*What you need to do*.
Repeat every record exactly as written.
___ Records for processing ___
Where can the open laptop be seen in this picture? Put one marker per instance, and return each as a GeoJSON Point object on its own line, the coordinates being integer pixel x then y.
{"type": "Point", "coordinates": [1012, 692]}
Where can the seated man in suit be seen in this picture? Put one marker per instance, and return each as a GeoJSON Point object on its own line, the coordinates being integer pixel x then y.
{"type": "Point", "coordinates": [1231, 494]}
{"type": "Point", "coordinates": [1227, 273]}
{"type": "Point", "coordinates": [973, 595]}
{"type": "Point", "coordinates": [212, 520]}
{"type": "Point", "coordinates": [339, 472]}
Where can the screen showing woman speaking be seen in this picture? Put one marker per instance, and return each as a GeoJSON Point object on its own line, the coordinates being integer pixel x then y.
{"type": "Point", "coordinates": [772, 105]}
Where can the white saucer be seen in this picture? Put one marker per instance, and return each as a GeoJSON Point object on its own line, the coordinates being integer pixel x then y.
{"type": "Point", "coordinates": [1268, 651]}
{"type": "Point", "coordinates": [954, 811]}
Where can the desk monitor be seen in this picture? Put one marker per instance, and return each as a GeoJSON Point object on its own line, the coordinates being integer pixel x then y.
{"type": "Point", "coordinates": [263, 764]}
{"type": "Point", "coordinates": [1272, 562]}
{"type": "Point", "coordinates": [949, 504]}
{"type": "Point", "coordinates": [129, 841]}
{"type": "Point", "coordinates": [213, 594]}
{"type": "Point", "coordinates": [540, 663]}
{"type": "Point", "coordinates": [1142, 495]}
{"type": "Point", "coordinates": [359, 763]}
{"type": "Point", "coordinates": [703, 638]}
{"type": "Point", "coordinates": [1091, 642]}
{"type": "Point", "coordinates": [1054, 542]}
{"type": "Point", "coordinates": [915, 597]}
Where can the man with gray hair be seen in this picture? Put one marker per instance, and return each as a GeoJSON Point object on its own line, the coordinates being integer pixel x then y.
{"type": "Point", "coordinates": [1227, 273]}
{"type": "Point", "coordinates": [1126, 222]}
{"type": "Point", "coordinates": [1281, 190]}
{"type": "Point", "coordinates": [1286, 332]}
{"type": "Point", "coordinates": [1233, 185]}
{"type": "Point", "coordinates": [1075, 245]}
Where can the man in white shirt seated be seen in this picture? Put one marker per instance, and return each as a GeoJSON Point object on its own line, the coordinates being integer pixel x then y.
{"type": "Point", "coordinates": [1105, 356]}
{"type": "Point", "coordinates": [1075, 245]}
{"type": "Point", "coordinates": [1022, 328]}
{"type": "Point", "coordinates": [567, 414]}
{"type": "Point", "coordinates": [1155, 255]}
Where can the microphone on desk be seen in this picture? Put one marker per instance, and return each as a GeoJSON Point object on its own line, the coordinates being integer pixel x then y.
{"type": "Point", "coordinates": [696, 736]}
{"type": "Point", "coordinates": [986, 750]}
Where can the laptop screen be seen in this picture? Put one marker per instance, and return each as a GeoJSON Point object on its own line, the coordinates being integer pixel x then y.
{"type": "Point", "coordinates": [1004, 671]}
___
*Output*.
Where can the open laptop be seen in this picture? Put one marker per instance, and return each as a GeoJSON Point object on its own line, the coordinates being integer pixel x then y.
{"type": "Point", "coordinates": [1012, 692]}
Where can the seated man in suit be seen in this picture? Put one marker per instance, and return each as a GeoJSON Point object on its own line, the coordinates being integer pixel x then y.
{"type": "Point", "coordinates": [1231, 494]}
{"type": "Point", "coordinates": [1227, 273]}
{"type": "Point", "coordinates": [973, 595]}
{"type": "Point", "coordinates": [212, 520]}
{"type": "Point", "coordinates": [339, 472]}
Where can the screen showing woman speaking be seen in this picture? Put one marker per instance, and return each as a GeoJSON Point object on its own line, the coordinates being integer pixel x then y.
{"type": "Point", "coordinates": [772, 105]}
Where can the white saucer be seen in this picture? Put one marker per instance, and return each as a GeoJSON Point object on its own line, the coordinates being integer pixel x then y.
{"type": "Point", "coordinates": [1268, 651]}
{"type": "Point", "coordinates": [954, 811]}
Where can the desk monitor be seen in this picture? Put one marker per instance, and return each as a GeoJSON Point object on its own line, the coordinates being integer pixel x then y.
{"type": "Point", "coordinates": [263, 764]}
{"type": "Point", "coordinates": [1272, 562]}
{"type": "Point", "coordinates": [949, 504]}
{"type": "Point", "coordinates": [129, 841]}
{"type": "Point", "coordinates": [213, 594]}
{"type": "Point", "coordinates": [540, 663]}
{"type": "Point", "coordinates": [1142, 495]}
{"type": "Point", "coordinates": [359, 763]}
{"type": "Point", "coordinates": [703, 638]}
{"type": "Point", "coordinates": [1091, 642]}
{"type": "Point", "coordinates": [1054, 542]}
{"type": "Point", "coordinates": [915, 597]}
Where can the man with gray hair be seen in this picture? Put one marker per instance, and return each as a GeoJSON Point object on its own line, the coordinates being integer pixel x then y.
{"type": "Point", "coordinates": [1227, 273]}
{"type": "Point", "coordinates": [1126, 222]}
{"type": "Point", "coordinates": [1281, 190]}
{"type": "Point", "coordinates": [1286, 332]}
{"type": "Point", "coordinates": [1233, 185]}
{"type": "Point", "coordinates": [1075, 245]}
Where can the man in white shirt seated be seen in this picture? Put one marker per instance, and return each as a GeoJSON Point object on its own line, the coordinates being integer pixel x then y.
{"type": "Point", "coordinates": [1105, 356]}
{"type": "Point", "coordinates": [1075, 245]}
{"type": "Point", "coordinates": [1022, 328]}
{"type": "Point", "coordinates": [567, 414]}
{"type": "Point", "coordinates": [1155, 255]}
Where can the microphone on desk be seen in this picture? Put one marker per instance, and return each as a GeoJSON Point object on its own line, the coordinates being integer pixel x then y.
{"type": "Point", "coordinates": [696, 736]}
{"type": "Point", "coordinates": [986, 750]}
Where can the laptop screen be seen in this picture? Put one marker per instance, and return each as a GeoJSON Point object on its own line, the coordinates being integer pixel x then y.
{"type": "Point", "coordinates": [1004, 671]}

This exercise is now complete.